===== Data =====
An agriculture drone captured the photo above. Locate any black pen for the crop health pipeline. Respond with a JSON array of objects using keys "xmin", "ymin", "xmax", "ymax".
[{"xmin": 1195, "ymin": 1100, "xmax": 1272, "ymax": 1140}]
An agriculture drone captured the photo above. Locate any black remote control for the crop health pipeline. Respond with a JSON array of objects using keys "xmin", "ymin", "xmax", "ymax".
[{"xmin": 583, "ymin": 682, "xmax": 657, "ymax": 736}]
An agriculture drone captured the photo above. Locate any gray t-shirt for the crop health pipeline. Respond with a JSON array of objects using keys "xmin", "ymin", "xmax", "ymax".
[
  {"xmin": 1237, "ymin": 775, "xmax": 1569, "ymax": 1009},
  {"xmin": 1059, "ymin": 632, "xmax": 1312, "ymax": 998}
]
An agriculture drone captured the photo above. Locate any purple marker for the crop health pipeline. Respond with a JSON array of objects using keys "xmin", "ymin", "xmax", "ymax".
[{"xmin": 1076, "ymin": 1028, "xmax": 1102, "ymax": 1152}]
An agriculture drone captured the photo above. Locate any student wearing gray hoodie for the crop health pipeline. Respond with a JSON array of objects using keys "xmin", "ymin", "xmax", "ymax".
=====
In full and without alteration, write out each record.

An agriculture drone captured the photo above. Locate any black pen for the crop health pipeline. Respond with a JSON array of objects using keys "xmin", "ymin", "xmax", "ymax".
[{"xmin": 1195, "ymin": 1100, "xmax": 1272, "ymax": 1140}]
An agriculture drone captured the photo above. Locate any black remote control for the crop health pipeline. Respond with a JSON array of objects using keys "xmin", "ymin", "xmax", "ymax".
[{"xmin": 583, "ymin": 682, "xmax": 657, "ymax": 736}]
An agriculture drone captured the photo above. Locate any gray t-shirt for the crop health pipeline. Respond with a JSON array of objects using keys "xmin", "ymin", "xmax", "ymax".
[
  {"xmin": 1237, "ymin": 775, "xmax": 1569, "ymax": 1009},
  {"xmin": 1059, "ymin": 632, "xmax": 1312, "ymax": 998}
]
An agriculture drone captured the photo above. Locate any purple marker for the crop health pipeline. Respond with a JSON array of objects using keys "xmin", "ymin", "xmax", "ymax".
[{"xmin": 1076, "ymin": 1028, "xmax": 1102, "ymax": 1152}]
An agriculture drone captured the photo above. Locate any student wearing gray hoodie for the crop health pipeline. Respond with a JSON array of objects using keys "xmin", "ymin", "xmax", "ymax".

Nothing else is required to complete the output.